WHAT TO DO
Restate, word for word, every line of the data.

>> Begin DATA

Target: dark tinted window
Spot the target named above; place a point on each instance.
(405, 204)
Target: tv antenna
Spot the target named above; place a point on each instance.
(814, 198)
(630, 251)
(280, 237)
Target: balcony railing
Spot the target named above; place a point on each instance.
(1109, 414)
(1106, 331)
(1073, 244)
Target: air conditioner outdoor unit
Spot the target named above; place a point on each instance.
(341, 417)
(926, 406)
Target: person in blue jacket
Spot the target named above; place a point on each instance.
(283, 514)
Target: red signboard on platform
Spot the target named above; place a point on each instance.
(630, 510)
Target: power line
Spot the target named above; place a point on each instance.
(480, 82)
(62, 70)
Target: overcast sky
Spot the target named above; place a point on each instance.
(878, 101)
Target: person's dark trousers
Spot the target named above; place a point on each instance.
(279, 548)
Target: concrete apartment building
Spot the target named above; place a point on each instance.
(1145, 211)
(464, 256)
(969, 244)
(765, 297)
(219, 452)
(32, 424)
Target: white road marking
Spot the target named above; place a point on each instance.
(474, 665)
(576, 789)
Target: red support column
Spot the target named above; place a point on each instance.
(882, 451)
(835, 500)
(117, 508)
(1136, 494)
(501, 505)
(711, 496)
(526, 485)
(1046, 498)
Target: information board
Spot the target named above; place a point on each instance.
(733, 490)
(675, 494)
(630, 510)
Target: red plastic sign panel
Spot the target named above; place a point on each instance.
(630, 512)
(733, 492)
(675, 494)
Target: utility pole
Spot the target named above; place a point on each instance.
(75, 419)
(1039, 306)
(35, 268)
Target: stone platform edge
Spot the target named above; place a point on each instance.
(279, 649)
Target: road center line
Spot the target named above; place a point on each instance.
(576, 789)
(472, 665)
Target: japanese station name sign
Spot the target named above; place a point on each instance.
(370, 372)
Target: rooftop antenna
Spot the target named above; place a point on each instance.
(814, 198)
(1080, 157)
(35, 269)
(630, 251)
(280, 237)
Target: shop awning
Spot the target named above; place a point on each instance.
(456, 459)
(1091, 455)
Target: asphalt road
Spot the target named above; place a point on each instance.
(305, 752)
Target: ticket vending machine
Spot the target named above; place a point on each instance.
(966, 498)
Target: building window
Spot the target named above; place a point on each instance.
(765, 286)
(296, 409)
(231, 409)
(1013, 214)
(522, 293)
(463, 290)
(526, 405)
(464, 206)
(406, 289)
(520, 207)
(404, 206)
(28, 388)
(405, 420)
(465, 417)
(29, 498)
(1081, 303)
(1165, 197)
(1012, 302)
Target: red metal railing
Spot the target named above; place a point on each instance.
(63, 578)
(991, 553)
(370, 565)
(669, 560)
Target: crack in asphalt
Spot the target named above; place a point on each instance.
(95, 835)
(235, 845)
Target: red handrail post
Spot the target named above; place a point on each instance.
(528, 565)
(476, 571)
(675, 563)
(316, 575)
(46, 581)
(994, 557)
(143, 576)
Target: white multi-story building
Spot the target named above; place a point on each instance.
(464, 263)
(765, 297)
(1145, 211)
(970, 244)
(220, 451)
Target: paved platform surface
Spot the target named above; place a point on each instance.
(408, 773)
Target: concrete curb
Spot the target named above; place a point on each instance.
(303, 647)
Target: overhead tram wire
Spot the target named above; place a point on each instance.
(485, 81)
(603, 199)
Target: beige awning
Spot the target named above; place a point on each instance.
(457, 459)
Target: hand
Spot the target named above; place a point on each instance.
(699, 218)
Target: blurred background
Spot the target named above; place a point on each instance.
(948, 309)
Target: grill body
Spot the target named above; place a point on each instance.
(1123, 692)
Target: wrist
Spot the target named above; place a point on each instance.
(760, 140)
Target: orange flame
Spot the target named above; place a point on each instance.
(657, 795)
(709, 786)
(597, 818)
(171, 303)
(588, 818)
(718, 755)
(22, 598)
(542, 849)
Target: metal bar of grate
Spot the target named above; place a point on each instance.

>> End DATA

EXERCISE ANSWER
Target: dark tinted window
Spot the target named above; place a point on each instance.
(405, 204)
Target: tv antenna
Spot the target named above; place a point on each instance.
(814, 198)
(630, 251)
(280, 237)
Target: balcony railing
Spot the target named above; place a point on each instance.
(1109, 414)
(1106, 331)
(1073, 244)
Target: air conditioner outdoor unit
Spot the target named above; place a point on each instance.
(341, 417)
(926, 406)
Target: person in blue jacket
Spot the target named above; place a point on each instance.
(283, 514)
Target: red signboard on platform
Spot the target named above; place a point on each instance.
(630, 510)
Target: power line
Spot the target named above; place a point on each instance.
(480, 82)
(62, 70)
Target: overcast sky
Spot the target named above; place a point on each instance.
(878, 101)
Target: person's dark trousers
Spot the target named above; place a point on each instance.
(279, 548)
Target: concrete apartment building
Spot the target named above; place a point on each instance.
(1145, 211)
(464, 256)
(969, 244)
(765, 297)
(219, 452)
(32, 424)
Target: white road marking
Spot the target named above; place a point on each instance.
(474, 665)
(576, 789)
Target: red support column
Spot the target named above; place a point on each instance.
(882, 451)
(835, 500)
(117, 508)
(1136, 494)
(501, 505)
(711, 496)
(526, 485)
(1046, 498)
Target: information board
Spot the target named above; place a point on each instance.
(733, 490)
(675, 494)
(630, 510)
Target: red plastic sign panel
Spot the target named above; place a point on each instance.
(630, 512)
(733, 492)
(675, 494)
Target: utility pole
Spot the target named above; place a point on each instance.
(75, 419)
(1039, 306)
(35, 268)
Target: stone platform edge
Spot the target named above; place a point on each instance.
(279, 649)
Target: road center line
Spot the target named above; place a point on each instance.
(576, 789)
(472, 665)
Target: japanese station name sign
Spot the target named above; place a point on each instance.
(370, 372)
Target: rooftop antenna
Spot the target named above; place a point on each instance.
(814, 198)
(1080, 157)
(35, 269)
(630, 251)
(280, 237)
Target: shop awning
Spot the target named above; place a point on each instance.
(456, 459)
(1091, 455)
Target: asphalt road
Spot the target named above; place a point on each instance.
(305, 752)
Target: ticket vending machine
Spot the target named above; place a point on each instance.
(966, 498)
Target: building window
Spot the target named above; place a point on each instance.
(765, 286)
(296, 409)
(231, 409)
(1013, 214)
(522, 293)
(463, 290)
(526, 405)
(464, 206)
(406, 289)
(520, 207)
(404, 206)
(28, 388)
(405, 420)
(465, 417)
(29, 498)
(1081, 303)
(1165, 197)
(1012, 302)
Target: red metal railing
Spot the target named above; place a point on each instance.
(63, 578)
(991, 553)
(370, 565)
(669, 560)
Target: crack in asphalt
Spot the target named above; place a point on each instance.
(95, 835)
(235, 845)
Target: red handrail post
Spot the target named above; place a point on each instance.
(528, 565)
(476, 571)
(675, 563)
(316, 575)
(46, 581)
(994, 557)
(143, 576)
Target: white multi-story building
Spot the target named above; place a point on each instance.
(464, 263)
(765, 297)
(1145, 211)
(970, 244)
(220, 451)
Target: paved platform surface
Spot the target named above; place a point on each instance.
(408, 773)
Target: concrete curb
Spot the target named above; place a point on each instance.
(303, 647)
Target: overhead tram wire
Spot the target named above; place a point on each instance.
(485, 81)
(603, 199)
Target: beige awning
Spot the target named above; place a point on each instance.
(457, 459)
Target: hand
Spot the target named above; place a point on each instance.
(699, 218)
Target: blurred background
Spot the target named above; place a point on each instance.
(948, 309)
Target: grill body
Spot the target named above; place a point on each instance.
(1123, 692)
Target: wrist
Spot the target named above; place a point on each instance.
(760, 140)
Target: orange flame
Spot the target named above; place a point on each instance.
(657, 795)
(709, 786)
(597, 818)
(171, 303)
(588, 818)
(718, 755)
(22, 598)
(542, 849)
Target: metal bar of grate
Spot the target named above; place a point on each instance.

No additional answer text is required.